The one-step trap


#1

Yesterday watched Richard Sutton lecture :

Something picked my curiosity i.e. “The one-step trap”.
This problem is close to me, cause I encountered it many times even when implementing my version of HTM.

The problem is that if you have a system, like the current HTM theory where it can predict only one step ahead it is useless in long term, because of the combinatorial explosion of possible predictions the more steps in the future you want to predict.

TD solves this problem via learning to predict from “guess of a guess” and propagating it backwards thus pure-one-step prediction becomes one-step-prediction toward “goal” (even if it is approx goal, it get better and better over time).

how do you plan to solve “The one-step trap” ?
:::
Retype the part of the forum post on the one-step trap between "This problem is" and "want to predict.", inclusive.

ENTRIES SUPPLIED:
:::
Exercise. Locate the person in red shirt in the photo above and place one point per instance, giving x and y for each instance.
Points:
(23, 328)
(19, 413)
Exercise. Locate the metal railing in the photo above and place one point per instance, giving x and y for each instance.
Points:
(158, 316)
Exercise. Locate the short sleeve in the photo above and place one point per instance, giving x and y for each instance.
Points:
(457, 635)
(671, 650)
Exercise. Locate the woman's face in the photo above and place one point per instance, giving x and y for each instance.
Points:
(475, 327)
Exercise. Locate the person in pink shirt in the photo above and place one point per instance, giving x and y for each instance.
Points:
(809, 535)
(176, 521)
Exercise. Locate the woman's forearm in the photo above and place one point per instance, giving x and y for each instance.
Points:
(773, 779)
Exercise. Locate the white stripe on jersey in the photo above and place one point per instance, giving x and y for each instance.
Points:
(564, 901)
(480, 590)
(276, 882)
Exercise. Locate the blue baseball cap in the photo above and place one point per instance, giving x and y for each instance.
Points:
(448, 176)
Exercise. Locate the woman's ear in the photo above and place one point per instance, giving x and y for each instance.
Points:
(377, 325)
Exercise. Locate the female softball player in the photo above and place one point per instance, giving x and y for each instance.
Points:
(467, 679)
:::
FINISHED TASK:
This problem is close to me, cause I encountered it many times even when implementing my version of HTM.

The problem is that if you have a system, like the current HTM theory where it can predict only one step ahead it is useless in long term, because of the combinatorial explosion of possible predictions the more steps in the future you want to predict.